— Written request 1 —
Which companies does the tanker procurement comment name?

It's the winner's aircraft that gets built, just that some of it is done at the loser's facility. Obviously there is some technology transfer but this is no problem because by the time this program is over 20 years will have elapsed.

An arrangement like this assumes that it's all about the money to the losers, and not their own airplane, and basically that's true.

I can imagine Boeing signing onto something like this if they were declared the winner. NGC and Airbus would love to build parts of the 767 and makes lots of money doing it.

I can imagine Boeing not participating if the tides were turned.

It's happened many times in the past. Boeing already outsources most of its work anyway. They retain systems engineering responsibilty but outsource 45% of the rest.

Yes, I know it's easy to by cynical but again, in the end, to each corporation, it's about money, although to Boeing I expect it's about pride, also.

And why would the Government do it? To avoid another long, drawn-out expensive procurement that takes 2-3 years. Protests after the next one might tie up Congress and the GAO for years. And the USAF never gets its tanker.

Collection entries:
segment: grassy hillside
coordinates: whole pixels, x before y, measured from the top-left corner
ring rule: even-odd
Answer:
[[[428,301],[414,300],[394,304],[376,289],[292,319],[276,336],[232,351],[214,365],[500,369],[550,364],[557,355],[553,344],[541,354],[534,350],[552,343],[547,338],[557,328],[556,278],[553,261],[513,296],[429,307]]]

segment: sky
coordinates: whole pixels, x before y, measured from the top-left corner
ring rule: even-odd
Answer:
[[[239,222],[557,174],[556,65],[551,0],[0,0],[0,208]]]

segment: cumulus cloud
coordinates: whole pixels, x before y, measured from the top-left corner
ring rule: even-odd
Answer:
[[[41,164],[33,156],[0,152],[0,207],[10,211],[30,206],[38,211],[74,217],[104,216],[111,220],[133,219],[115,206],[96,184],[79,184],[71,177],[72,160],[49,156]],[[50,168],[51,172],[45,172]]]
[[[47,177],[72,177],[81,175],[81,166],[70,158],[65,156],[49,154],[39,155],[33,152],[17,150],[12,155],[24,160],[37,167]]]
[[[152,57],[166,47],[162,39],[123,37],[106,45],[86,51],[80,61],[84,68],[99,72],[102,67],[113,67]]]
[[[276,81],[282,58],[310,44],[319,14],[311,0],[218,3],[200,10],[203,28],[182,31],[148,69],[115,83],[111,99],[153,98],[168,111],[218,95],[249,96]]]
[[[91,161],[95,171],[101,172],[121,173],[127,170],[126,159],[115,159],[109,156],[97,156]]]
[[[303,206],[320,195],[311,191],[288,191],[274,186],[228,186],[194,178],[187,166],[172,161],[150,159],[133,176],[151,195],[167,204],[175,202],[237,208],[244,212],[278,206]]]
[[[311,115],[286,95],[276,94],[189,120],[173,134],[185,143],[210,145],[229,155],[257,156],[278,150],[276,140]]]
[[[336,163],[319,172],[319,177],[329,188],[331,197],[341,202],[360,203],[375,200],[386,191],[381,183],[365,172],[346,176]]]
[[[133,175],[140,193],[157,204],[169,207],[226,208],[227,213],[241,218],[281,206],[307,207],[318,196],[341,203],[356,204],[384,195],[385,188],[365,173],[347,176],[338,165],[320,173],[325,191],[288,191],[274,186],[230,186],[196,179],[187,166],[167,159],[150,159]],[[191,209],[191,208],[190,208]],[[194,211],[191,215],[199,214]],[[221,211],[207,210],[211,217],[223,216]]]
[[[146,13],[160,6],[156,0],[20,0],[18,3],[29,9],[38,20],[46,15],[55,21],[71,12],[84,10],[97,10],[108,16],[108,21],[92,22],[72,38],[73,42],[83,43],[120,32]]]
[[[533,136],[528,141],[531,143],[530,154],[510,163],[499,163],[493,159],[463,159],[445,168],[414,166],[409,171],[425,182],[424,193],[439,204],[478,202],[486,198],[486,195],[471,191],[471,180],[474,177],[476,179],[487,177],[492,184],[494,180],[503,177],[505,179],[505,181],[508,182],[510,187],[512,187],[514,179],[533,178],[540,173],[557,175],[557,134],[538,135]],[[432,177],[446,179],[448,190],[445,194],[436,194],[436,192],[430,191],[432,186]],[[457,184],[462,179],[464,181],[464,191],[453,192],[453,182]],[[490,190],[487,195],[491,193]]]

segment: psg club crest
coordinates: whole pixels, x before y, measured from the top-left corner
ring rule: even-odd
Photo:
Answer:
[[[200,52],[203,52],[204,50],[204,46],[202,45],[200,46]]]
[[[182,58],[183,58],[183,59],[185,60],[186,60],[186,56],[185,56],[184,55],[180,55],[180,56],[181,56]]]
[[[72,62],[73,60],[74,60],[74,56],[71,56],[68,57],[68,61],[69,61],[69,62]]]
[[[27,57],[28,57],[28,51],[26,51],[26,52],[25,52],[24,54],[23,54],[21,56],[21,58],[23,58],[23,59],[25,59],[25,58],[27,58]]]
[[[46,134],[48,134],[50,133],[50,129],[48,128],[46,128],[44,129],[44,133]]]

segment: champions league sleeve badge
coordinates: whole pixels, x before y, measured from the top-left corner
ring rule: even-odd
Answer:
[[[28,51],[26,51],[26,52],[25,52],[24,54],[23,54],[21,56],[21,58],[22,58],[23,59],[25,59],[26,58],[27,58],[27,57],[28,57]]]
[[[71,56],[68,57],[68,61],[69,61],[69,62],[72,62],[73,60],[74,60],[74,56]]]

— Written request 2 —
Could you format the collection entries as a JSON list of strings, one string per line, leaving out blank lines, starting with the line that contains "segment: psg club crest" and going on through the end of the entries?

— Final result 1 —
Boeing, NGC, Airbus

— Final result 2 —
[
  "segment: psg club crest",
  "coordinates: whole pixels, x before y, measured from the top-left corner",
  "ring rule: even-odd",
  "Photo:",
  "Answer:",
  "[[[200,52],[203,52],[204,50],[204,46],[202,45],[200,46]]]",
  "[[[182,58],[183,58],[183,59],[185,60],[186,60],[186,56],[185,56],[184,55],[180,55],[180,56],[181,56]]]",
  "[[[72,62],[73,60],[74,60],[74,56],[71,56],[68,57],[68,61],[69,61],[69,62]]]",
  "[[[27,57],[28,57],[28,51],[26,51],[26,52],[25,52],[24,54],[23,54],[21,56],[21,58],[23,58],[23,59],[25,59],[25,58],[27,58]]]",
  "[[[46,134],[48,134],[50,133],[50,129],[48,128],[46,128],[44,129],[44,133]]]",
  "segment: champions league sleeve badge",
  "coordinates: whole pixels, x before y, measured from the top-left corner",
  "ring rule: even-odd",
  "Answer:",
  "[[[28,51],[26,51],[26,52],[25,52],[24,54],[23,54],[21,56],[21,58],[22,58],[23,59],[25,59],[26,58],[27,58],[27,57],[28,57]]]",
  "[[[71,56],[68,57],[68,61],[69,61],[69,62],[72,62],[73,60],[74,60],[74,56]]]"
]